(Excerpts from a dataset)
◇ ◇ ◇ ◇
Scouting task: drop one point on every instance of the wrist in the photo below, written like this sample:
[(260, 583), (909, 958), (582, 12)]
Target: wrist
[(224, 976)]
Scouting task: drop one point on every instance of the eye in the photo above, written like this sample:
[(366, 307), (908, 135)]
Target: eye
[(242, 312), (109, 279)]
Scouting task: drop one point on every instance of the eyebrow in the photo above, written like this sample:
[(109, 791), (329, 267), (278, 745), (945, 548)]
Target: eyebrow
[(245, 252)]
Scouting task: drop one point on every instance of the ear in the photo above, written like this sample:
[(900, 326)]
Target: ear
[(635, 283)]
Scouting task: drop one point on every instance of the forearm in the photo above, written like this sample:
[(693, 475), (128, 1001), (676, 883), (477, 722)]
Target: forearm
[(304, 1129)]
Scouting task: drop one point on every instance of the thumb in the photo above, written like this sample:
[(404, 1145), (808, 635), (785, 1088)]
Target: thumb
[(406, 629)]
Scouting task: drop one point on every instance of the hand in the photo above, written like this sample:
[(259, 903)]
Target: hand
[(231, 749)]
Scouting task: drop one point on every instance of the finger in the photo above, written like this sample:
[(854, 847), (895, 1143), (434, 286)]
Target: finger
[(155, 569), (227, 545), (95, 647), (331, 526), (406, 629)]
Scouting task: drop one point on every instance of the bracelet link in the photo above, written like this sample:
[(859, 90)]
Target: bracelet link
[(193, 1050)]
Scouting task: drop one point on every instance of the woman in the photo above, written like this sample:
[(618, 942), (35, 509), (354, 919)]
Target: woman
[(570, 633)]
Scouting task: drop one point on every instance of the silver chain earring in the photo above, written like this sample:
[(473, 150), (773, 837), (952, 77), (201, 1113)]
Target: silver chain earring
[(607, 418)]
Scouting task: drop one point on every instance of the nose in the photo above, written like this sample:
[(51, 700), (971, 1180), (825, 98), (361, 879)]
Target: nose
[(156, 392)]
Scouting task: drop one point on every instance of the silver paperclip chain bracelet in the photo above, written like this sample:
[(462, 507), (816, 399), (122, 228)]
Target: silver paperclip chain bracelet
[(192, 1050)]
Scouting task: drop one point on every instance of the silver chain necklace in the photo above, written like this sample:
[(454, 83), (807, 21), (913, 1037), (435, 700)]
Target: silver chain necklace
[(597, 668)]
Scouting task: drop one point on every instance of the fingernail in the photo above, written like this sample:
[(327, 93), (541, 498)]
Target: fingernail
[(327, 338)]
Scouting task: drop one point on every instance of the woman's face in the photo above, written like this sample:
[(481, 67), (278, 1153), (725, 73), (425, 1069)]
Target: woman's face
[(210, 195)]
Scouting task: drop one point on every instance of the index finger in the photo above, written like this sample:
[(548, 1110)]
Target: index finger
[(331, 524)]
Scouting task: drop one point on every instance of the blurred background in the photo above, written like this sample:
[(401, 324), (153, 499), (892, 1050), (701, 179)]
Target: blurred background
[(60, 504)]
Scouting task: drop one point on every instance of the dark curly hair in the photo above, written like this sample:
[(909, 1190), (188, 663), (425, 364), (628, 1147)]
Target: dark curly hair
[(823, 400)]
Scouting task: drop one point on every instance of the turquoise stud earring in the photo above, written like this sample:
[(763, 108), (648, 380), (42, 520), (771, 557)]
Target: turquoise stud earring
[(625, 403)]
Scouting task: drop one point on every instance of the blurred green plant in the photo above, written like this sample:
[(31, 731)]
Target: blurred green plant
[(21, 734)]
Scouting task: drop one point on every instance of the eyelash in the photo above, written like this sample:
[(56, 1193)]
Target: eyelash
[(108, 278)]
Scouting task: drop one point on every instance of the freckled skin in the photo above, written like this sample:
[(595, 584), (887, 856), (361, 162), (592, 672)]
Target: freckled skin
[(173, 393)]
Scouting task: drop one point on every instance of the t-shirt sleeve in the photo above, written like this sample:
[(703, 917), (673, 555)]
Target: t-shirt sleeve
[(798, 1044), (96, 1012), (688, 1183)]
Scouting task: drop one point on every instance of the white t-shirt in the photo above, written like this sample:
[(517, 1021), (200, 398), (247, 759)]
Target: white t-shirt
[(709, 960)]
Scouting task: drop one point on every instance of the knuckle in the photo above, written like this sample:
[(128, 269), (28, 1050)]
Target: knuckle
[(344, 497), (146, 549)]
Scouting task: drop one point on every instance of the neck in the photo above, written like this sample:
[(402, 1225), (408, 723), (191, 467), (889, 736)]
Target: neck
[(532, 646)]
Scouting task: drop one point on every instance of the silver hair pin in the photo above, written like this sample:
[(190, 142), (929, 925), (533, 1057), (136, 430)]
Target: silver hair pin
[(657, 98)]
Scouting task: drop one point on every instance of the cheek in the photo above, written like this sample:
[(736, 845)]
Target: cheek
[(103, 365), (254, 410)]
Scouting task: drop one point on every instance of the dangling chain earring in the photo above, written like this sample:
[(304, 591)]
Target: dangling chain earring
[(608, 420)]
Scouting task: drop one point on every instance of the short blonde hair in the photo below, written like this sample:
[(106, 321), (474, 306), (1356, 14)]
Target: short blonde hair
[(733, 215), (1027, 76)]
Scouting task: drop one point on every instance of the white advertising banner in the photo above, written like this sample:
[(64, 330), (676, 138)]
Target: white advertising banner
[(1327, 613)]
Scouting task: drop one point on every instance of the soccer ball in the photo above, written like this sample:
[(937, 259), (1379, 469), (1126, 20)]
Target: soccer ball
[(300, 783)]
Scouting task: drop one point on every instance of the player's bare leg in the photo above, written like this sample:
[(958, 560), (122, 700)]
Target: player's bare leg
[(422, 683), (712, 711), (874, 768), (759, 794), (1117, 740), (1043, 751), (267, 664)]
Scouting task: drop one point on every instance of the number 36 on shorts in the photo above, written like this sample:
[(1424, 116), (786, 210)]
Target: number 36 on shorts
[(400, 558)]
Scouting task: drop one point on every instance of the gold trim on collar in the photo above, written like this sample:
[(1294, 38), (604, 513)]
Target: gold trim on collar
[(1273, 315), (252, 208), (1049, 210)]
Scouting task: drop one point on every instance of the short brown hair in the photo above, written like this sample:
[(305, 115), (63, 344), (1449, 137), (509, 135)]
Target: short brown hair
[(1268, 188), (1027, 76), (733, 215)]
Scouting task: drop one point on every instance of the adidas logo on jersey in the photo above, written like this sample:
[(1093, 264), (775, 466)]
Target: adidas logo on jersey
◇ ◇ ◇ ◇
- _EXERCISE PROMPT_
Wherever the word "adidas" appears in the entries above, copy that whole line.

- _ANSWER_
Scouting task: drop one point on every instance of the adidas logo on jersey in the photo above, written like this sample:
Target: adidas logo on jersey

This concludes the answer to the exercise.